• **GIVEN ENTRIES**:
>>

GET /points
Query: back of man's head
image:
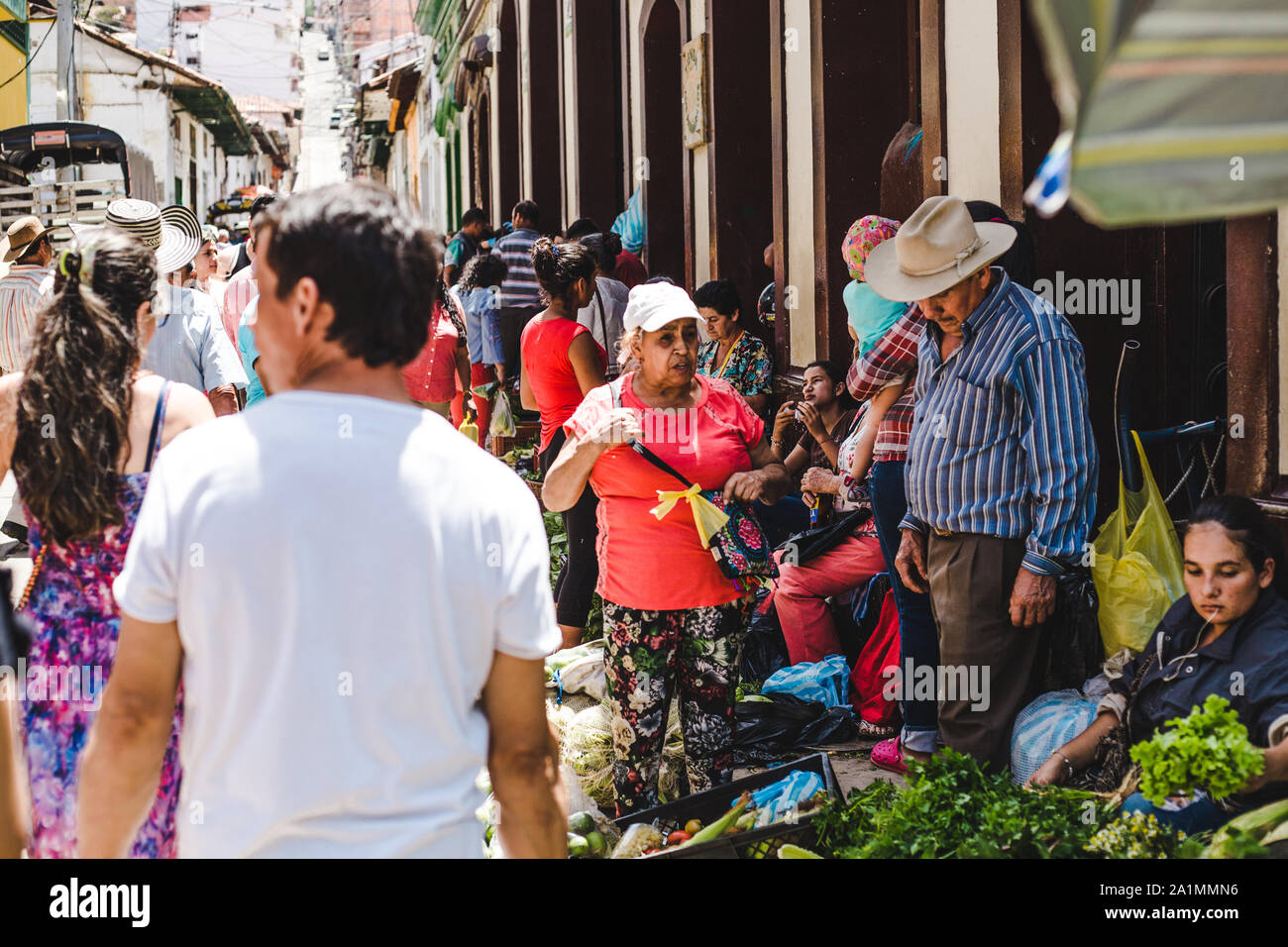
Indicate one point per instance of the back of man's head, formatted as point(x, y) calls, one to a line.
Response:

<<
>>

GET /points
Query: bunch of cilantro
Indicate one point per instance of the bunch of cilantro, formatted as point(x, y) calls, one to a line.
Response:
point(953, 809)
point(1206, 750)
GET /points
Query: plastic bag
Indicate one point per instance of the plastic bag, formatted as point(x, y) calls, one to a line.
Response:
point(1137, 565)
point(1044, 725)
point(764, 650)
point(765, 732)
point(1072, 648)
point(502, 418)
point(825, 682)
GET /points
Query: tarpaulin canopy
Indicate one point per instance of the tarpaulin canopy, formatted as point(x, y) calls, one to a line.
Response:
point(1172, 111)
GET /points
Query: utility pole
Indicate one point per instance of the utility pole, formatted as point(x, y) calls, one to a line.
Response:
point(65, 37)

<<

• **TASK ITEM**: The word "tarpaulin" appears in some lines above. Return every one of those lines.

• **ANSWER FOR THIS EXERCISE**:
Query: tarpaulin canopy
Indicate one point per instance of the tarpaulin canopy, formatted as point(x, y) calls, one to a line.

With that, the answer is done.